Document section:
Even if you weren’t one of the 17 million people who watched Bruce Jenner’s interview with Diane Sawyer, chances are you’ve heard by now that the former Olympian has come out as a transgender woman.
“For all intents and purposes, I am a woman,” the 65-year-old Jenner told Sawyer in the 20/20 interview.
Interestingly, Jenner who won a gold medal in the decathlon at the 1976 Summer Olympics in Montreal, would have not been allowed to participate in those very same Olympics as a transgender woman.
In fact, transgender athletes have only been able to compete in the Olympics since 2004. Since then, no openly transgender athlete has qualified for the Olympic Games.
With Jenner’s announcement in mind, we’ve decided to look at five transgender athletes that have competed as their chosen gender, and who’ve opened the door for other aspiring transgender athletes.
In 2010, Kye Allums became the first openly transgender athlete to compete in NCAA Division I athletics. Allums, who is now a transgender activist and public speaker, came out a transgender man while playing women's basketball at George Washington University.
Allums played three seasons at GWU – averaging 7.4 points per game in his final season. He graduated by GWU in 2011 with a bachelor’s degree in Fine Arts. Allums is also the author of Who Am I, which chronicles his relationship with himself through poems and letters.
Transgender advocate and triathlete, Chris Mosier competed in his first triathlon as a male in 2010. Mosier is the founder of transathlete.com, which serves as a resource for students, athletes, coaches, and administrators to find information about trans inclusion in athletics.

Data for analysis:
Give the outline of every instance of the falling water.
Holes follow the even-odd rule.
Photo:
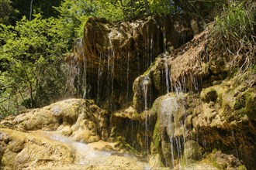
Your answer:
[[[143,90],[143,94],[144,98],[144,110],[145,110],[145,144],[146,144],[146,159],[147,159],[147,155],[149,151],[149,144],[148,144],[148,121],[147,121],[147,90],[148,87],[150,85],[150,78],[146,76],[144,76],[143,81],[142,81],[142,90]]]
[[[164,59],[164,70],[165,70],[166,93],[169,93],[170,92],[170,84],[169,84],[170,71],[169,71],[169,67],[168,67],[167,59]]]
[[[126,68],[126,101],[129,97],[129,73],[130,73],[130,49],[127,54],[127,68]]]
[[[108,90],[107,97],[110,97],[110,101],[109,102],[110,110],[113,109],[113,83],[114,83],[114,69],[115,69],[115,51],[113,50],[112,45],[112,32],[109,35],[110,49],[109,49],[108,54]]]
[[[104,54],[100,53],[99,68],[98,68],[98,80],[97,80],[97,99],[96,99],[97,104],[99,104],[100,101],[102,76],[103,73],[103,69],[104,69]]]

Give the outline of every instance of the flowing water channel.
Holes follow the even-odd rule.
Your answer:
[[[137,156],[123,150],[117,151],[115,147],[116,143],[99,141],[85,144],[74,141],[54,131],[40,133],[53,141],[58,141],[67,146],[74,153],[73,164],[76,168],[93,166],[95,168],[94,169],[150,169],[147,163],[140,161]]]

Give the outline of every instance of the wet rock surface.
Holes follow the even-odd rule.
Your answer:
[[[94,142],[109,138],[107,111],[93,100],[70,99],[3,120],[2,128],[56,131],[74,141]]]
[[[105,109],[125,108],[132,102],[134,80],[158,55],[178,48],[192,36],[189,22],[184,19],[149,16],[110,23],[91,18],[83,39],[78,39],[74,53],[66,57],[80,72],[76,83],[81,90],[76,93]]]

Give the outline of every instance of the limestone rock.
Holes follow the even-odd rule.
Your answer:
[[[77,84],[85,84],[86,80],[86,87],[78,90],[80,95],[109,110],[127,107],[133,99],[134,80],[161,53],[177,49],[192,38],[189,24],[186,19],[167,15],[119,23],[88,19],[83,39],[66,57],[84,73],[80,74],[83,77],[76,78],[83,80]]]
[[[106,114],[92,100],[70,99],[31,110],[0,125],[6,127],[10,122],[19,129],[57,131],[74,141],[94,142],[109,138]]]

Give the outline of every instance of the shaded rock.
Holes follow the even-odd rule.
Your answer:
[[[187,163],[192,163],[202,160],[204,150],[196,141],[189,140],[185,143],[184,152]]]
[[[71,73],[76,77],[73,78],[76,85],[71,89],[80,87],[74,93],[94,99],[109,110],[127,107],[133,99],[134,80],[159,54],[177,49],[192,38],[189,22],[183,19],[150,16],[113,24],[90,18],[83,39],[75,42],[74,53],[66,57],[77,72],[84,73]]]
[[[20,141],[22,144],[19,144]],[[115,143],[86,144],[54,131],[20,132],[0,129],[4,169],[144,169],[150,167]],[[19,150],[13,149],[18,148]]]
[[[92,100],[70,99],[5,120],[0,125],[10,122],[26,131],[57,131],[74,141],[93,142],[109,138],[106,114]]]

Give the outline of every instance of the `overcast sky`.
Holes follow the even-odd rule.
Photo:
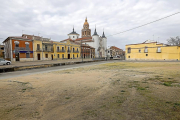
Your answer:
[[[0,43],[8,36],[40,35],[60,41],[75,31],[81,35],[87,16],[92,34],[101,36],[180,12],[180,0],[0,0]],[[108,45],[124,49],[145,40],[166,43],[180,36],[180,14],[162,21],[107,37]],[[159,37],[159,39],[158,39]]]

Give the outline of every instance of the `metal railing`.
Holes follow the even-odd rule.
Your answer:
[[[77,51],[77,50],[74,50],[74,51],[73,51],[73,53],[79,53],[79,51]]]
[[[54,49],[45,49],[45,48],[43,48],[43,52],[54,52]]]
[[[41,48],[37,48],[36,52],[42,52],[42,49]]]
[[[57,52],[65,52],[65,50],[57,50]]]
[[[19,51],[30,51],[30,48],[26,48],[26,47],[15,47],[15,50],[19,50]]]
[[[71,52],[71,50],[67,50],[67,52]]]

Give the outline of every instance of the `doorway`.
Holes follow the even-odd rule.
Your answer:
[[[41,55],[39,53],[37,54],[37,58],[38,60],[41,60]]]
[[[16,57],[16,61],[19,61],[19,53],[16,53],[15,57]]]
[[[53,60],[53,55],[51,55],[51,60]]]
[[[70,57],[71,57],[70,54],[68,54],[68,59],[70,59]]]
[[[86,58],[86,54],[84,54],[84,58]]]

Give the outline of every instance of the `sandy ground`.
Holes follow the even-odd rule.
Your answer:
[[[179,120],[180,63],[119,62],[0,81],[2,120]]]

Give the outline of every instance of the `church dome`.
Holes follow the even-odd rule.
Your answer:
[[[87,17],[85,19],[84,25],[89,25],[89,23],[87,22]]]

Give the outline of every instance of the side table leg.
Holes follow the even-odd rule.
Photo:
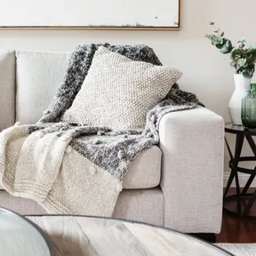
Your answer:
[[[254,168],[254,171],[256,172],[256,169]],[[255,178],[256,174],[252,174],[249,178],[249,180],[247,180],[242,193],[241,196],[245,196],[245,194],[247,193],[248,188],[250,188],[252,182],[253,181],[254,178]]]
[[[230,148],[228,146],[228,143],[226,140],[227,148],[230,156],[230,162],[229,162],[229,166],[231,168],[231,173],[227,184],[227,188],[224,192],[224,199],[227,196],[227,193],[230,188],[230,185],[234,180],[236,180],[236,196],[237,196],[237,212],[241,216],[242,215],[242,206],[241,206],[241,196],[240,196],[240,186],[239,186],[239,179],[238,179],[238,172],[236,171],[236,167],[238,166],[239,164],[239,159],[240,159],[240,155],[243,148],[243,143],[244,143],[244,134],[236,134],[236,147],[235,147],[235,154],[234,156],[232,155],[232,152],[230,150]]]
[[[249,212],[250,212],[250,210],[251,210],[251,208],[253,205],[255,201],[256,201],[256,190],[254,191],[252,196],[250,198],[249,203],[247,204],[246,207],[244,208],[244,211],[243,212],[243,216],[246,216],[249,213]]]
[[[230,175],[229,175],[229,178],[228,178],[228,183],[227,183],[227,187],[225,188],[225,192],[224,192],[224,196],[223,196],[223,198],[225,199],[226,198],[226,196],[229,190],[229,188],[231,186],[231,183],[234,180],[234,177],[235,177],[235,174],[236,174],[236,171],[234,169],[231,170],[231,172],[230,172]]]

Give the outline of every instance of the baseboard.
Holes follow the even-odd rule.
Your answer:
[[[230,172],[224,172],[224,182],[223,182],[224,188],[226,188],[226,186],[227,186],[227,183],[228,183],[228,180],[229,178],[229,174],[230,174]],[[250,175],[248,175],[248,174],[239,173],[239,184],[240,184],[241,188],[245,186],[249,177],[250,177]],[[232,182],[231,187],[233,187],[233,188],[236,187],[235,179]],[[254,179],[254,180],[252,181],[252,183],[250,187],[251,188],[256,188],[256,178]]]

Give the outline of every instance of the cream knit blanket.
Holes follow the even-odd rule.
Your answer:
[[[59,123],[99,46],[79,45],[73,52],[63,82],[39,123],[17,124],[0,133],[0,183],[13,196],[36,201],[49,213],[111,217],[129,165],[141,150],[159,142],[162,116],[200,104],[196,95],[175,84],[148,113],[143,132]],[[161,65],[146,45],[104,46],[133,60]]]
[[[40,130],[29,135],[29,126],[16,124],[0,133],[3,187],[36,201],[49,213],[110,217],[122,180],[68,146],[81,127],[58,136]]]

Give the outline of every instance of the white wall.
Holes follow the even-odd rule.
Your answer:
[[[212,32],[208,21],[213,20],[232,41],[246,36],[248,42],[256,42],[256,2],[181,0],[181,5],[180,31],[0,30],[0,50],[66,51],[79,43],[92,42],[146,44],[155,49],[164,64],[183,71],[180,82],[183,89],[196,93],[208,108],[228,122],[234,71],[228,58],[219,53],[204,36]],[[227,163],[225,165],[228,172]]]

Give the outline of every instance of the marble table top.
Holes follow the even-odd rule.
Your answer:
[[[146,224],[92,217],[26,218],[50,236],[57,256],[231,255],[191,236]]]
==
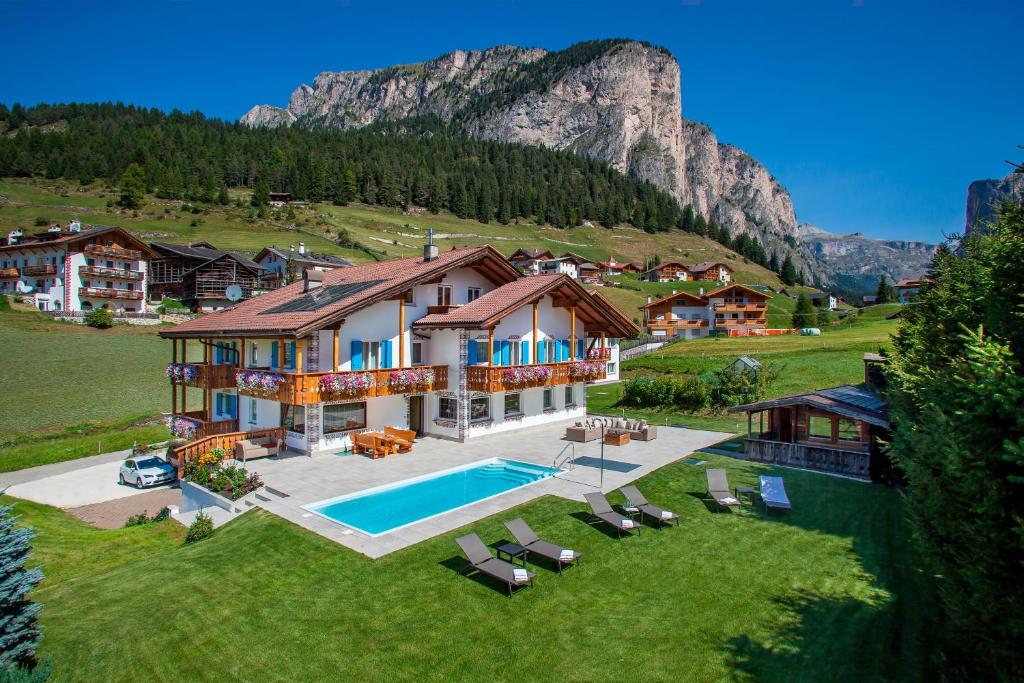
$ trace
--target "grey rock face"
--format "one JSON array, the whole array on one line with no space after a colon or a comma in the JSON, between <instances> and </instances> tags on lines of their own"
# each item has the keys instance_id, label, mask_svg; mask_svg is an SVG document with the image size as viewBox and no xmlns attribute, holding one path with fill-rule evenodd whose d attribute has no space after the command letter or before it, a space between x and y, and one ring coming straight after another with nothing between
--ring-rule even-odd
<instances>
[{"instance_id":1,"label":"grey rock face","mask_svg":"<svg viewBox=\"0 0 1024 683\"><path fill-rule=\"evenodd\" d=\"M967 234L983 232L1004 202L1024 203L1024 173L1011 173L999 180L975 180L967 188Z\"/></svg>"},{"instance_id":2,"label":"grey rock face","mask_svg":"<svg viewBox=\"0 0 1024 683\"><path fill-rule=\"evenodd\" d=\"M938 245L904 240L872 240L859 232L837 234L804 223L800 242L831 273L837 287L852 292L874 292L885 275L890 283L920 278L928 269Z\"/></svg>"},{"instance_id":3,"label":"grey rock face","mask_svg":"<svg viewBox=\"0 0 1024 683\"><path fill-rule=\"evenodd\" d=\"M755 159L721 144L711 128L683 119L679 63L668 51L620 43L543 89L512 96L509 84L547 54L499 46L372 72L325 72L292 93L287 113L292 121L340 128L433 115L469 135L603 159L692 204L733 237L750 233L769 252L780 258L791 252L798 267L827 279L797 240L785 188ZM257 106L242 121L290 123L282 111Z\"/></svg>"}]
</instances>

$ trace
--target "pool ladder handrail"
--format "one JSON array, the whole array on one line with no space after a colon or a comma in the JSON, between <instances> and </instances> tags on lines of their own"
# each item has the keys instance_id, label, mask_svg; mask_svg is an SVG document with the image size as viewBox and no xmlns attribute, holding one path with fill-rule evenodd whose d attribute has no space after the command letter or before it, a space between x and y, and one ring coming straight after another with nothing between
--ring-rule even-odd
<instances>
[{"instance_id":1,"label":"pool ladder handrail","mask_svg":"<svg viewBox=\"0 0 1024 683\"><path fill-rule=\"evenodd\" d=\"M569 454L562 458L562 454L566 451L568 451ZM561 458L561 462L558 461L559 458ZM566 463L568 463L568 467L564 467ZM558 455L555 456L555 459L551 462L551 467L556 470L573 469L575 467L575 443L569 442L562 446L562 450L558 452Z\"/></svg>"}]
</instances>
...
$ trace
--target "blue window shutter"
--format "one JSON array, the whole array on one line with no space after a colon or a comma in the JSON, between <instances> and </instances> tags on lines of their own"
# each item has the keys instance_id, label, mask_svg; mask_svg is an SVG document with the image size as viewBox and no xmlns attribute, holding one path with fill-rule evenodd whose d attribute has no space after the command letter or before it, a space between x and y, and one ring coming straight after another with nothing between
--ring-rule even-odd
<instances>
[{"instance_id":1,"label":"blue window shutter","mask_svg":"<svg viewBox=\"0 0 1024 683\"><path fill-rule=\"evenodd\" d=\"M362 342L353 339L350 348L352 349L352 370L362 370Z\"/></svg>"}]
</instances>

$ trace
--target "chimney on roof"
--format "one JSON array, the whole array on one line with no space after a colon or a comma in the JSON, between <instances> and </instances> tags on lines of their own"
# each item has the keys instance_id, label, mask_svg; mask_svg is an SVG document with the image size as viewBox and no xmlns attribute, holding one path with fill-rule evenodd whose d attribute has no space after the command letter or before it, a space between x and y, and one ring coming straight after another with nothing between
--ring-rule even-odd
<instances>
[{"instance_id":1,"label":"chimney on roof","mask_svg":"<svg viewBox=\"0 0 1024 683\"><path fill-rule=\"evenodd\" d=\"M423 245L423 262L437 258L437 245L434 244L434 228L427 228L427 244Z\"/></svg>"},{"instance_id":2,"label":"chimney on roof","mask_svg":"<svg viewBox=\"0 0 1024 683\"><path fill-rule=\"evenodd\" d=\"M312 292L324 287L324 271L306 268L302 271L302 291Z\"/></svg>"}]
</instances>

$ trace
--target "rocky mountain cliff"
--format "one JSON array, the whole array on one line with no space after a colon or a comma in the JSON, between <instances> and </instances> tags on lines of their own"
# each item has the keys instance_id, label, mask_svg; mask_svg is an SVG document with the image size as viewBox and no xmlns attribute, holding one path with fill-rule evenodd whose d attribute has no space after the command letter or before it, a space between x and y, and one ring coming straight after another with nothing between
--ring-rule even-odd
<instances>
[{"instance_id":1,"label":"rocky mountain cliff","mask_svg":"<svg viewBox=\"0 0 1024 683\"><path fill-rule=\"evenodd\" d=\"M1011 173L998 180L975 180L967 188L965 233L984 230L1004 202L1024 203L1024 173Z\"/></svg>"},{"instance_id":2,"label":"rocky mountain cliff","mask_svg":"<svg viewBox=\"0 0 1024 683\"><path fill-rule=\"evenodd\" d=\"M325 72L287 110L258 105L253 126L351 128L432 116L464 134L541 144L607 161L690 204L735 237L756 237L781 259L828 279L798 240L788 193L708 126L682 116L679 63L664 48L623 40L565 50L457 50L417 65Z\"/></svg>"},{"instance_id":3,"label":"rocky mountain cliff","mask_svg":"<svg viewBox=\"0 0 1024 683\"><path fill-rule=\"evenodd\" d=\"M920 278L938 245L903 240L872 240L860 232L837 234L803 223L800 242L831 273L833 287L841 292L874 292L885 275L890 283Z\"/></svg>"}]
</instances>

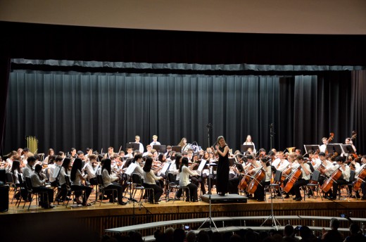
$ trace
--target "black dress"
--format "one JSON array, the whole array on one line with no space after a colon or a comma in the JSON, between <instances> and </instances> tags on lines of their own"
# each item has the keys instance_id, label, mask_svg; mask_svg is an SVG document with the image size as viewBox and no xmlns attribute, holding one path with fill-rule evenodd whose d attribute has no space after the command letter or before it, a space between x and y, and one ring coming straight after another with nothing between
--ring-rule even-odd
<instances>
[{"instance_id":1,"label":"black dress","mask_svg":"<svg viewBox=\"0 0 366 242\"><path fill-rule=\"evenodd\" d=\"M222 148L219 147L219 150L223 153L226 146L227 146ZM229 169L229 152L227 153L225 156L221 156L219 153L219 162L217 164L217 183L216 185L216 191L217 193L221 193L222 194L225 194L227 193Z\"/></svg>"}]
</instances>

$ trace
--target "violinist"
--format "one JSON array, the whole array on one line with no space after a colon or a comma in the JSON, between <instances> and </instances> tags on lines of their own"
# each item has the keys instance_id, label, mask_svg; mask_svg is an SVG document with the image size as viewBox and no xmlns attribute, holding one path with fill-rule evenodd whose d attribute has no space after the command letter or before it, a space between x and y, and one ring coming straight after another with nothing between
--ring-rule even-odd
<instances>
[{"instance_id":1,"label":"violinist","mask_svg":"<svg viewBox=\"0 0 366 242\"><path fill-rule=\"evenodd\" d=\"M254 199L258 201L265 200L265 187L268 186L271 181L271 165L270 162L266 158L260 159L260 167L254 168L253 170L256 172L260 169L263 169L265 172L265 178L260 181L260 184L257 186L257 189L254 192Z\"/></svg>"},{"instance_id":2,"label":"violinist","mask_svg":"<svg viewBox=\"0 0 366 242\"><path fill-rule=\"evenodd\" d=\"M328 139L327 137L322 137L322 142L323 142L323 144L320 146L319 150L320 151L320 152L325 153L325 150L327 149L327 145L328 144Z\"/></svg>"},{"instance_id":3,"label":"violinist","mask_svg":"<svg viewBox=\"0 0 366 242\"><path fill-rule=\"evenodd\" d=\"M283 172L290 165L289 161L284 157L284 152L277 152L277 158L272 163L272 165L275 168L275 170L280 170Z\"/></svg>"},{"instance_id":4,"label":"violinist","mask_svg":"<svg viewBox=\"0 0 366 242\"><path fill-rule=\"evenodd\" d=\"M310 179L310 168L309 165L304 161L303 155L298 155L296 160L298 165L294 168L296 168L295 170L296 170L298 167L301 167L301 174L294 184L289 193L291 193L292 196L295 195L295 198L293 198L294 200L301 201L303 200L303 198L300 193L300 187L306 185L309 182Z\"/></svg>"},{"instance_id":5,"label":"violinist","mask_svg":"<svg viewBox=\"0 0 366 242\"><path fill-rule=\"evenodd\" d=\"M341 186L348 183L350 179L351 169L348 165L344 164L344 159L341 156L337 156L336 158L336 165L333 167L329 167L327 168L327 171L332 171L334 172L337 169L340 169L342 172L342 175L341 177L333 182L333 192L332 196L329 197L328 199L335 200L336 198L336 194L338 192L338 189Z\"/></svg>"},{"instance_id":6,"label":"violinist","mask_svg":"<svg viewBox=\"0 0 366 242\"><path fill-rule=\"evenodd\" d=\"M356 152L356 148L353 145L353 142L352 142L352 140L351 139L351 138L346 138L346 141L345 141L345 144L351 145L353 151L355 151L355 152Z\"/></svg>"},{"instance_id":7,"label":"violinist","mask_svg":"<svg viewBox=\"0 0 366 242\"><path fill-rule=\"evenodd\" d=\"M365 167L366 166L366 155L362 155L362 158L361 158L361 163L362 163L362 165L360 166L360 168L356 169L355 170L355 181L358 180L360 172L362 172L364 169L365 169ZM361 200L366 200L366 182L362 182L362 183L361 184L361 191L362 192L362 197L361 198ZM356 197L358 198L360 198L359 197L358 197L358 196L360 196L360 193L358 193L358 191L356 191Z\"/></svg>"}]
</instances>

The problem:
Answer these questions using the article on transgender athletes:
1. Since what year have transgender athletes been able to compete in the Olympics?
2. At which university did Kye Allums play women's basketball?
3. What website did Chris Mosier found?
The records have no connection to the article on transgender athletes.

Solution for this problem:
1. 2004
2. George Washington University
3. transathlete.com